- _WHAT THE TASK ASKS_
Render the data below as a numbered list with one entry per line, omitting any blank lines and leaving the pictures out of the answer.
========================================================================
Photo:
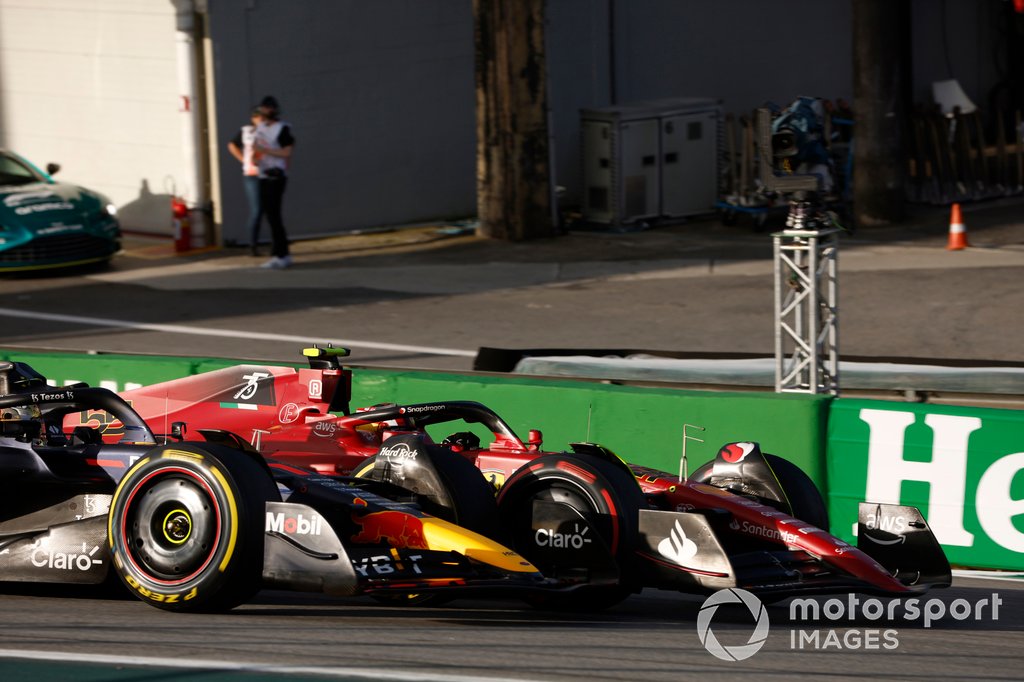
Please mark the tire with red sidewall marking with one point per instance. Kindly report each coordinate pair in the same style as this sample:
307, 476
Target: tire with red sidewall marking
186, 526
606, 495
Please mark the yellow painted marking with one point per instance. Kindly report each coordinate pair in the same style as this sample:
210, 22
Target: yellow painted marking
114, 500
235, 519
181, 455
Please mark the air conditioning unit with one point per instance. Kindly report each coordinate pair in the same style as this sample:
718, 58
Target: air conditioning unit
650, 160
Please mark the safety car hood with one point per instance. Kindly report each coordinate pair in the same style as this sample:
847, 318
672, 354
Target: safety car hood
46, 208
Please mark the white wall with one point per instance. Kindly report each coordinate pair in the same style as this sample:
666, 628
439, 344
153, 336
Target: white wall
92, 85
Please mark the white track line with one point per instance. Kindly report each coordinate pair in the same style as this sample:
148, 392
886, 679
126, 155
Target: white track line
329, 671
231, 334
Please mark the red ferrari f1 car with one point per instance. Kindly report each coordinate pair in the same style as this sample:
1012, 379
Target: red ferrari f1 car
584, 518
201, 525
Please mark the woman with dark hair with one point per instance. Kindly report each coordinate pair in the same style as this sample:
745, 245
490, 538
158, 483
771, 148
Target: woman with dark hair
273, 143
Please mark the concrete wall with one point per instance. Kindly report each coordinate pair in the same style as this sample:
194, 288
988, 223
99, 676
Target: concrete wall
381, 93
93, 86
========================================================================
- _ANSWER_
1. Photo:
2. Please mark the tire with red sidewall marking with one point per instance. Kindly report each coordinate pair in the same style as this sample:
3. 307, 476
4. Target: tire with red sidewall marking
5. 186, 526
6. 606, 495
7. Please mark the yellow painted marking with one point per instance. Kindly report each coordinate pair in the same style as this sample:
8. 210, 22
9. Target: yellow painted marking
10. 114, 500
11. 235, 519
12. 181, 455
13. Please mark the air conditioning unit with one point per instance. Kindly report each coordinate pair in the same style as this sample:
14. 718, 58
15. Target: air conditioning unit
16. 650, 160
17. Please mark the safety car hood with one point per instance. Kindly report each coordinate pair in the same style as this sample:
18. 847, 318
19. 672, 354
20. Target: safety car hood
21. 46, 208
22. Please mark the white wall with one point per instance. Kindly report each coordinate pair in the same style as this sample:
23. 666, 628
24. 439, 344
25. 153, 336
26. Target: white wall
27. 92, 85
28. Please mark the white track line with one point per instance. Kindly report each coordinate pair in the same style as this sample:
29. 148, 392
30. 886, 679
31. 126, 155
32. Target: white track line
33. 329, 671
34. 231, 334
35. Please mark the red ferrari f1 car with one point per instance. Kindly report each coordinate pair in the same style as this sample:
36. 1012, 379
37. Target: red ferrari f1 car
38. 584, 518
39. 201, 525
40. Please mark the woman with dark hair with one point per instance. Kindly report each coordinate pair in the same style as this sample:
41. 745, 245
42. 490, 538
43. 158, 483
44. 771, 148
45. Target: woman with dark hair
46. 273, 143
47. Please mark the concrete wall with one point per instance. Kindly report each coordinate pair in the same style as this sample:
48. 194, 288
49. 988, 223
50. 99, 676
51. Target: concrete wall
52. 381, 93
53. 93, 86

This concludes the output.